FRAC Act Gains House Supporters

By Dusty Horwitt, EWG Senior Counsel

A bill to establish federal oversight for a controversial oil and natural gas extraction technique called hydraulic fracturing has gained six more House supporters, four of them from New York City, where I testified Oct. 23 about the dangers of "fracing" near sources of drinking water for 8 million New Yorkers and 1 million New Jersey residents.

In all, 48 House members have signed on as co-sponsors of the Fracturing Responsibility and Awareness of Chemicals Act of 2009 (FRAC Act), which would require companies to gain approval from the Environmental Protection Agency before using hydraulic fracturing to enhance production of oil and natural gas wells. The bill would also require companies to make public the chemicals they use in fracturing; too often, companies cloak their chemicals in secrecy and are exempt from federal laws that would require disclosure.

The latest cosponsors of the FRAC Act are Rep. Gary Ackerman (D-NY), Rep. Jose Serrano (D-NY), Rep. Edolphus Towns (D-NY), Rep. Anthony Weiner (D-NY), Rep. Michael Honda (D-CA) and Rep. Frank Pallone, Jr. (D-NJ).

Hydraulic fracturing involves injecting as many as 8 million gallons of water mixed with toxic chemicals and sand into underground rock formations to allow more oil or natural gas to seep into the drilling pipe. Drilling companies deploy the technique in 90 percent of the nation's oil and gas wells.

In 2005, after lobbying by Halliburton, one of the world's largest hydraulic fracturing companies, Congress exempted hydraulic fracturing from the Safe Drinking Water Act (SDWA) of 1974, except when drillers use diesel fuel that contains carcinogenic benzene and other toxics. This exemption effectively hamstrung the EPA's ability to regulate releases of toxic fracing chemicals into underground water supplies - contamination that could impact municipal drinking water sources.

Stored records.
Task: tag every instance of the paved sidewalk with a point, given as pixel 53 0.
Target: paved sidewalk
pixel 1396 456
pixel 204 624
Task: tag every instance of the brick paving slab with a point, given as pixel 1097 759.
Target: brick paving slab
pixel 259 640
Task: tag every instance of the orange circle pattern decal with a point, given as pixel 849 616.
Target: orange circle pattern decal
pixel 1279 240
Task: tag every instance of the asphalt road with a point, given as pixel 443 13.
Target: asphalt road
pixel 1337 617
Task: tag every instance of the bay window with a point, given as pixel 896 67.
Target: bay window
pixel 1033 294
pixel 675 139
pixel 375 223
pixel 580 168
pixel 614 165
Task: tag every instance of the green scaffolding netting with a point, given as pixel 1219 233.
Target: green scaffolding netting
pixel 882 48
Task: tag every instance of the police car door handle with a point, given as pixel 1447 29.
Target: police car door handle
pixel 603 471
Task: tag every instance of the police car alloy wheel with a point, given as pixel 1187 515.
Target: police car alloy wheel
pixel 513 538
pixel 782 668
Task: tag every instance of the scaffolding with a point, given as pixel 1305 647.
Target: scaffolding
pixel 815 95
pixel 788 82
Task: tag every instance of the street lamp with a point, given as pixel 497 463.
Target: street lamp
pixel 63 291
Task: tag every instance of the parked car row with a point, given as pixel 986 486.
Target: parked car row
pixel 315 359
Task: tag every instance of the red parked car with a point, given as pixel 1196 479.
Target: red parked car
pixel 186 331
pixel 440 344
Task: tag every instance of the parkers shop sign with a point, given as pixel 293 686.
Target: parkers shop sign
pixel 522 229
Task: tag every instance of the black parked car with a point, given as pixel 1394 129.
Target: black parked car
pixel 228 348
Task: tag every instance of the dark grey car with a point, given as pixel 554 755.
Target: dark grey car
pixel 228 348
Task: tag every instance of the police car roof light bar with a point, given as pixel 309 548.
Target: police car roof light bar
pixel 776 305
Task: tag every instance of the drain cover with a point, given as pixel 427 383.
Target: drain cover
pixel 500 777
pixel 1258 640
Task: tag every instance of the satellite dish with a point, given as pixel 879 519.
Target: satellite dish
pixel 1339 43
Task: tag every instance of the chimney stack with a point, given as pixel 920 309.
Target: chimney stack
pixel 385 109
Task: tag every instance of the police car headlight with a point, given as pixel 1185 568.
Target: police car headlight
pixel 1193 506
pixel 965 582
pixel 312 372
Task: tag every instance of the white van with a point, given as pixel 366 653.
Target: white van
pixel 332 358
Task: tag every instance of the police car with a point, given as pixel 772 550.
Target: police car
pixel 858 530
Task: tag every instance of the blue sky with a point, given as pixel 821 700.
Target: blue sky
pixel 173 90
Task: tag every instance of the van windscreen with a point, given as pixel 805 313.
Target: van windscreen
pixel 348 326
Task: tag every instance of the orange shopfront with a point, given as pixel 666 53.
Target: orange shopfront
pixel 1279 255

Problem details.
Answer these questions from the FRAC Act article:
1. How many House members have signed on as co-sponsors of the FRAC Act?
2. In what percentage of the nation's oil and gas wells do drilling companies use hydraulic fracturing?
3. In what year did Congress exempt hydraulic fracturing from the Safe Drinking Water Act?

Output for this exercise.
1. 48
2. 90 percent
3. 2005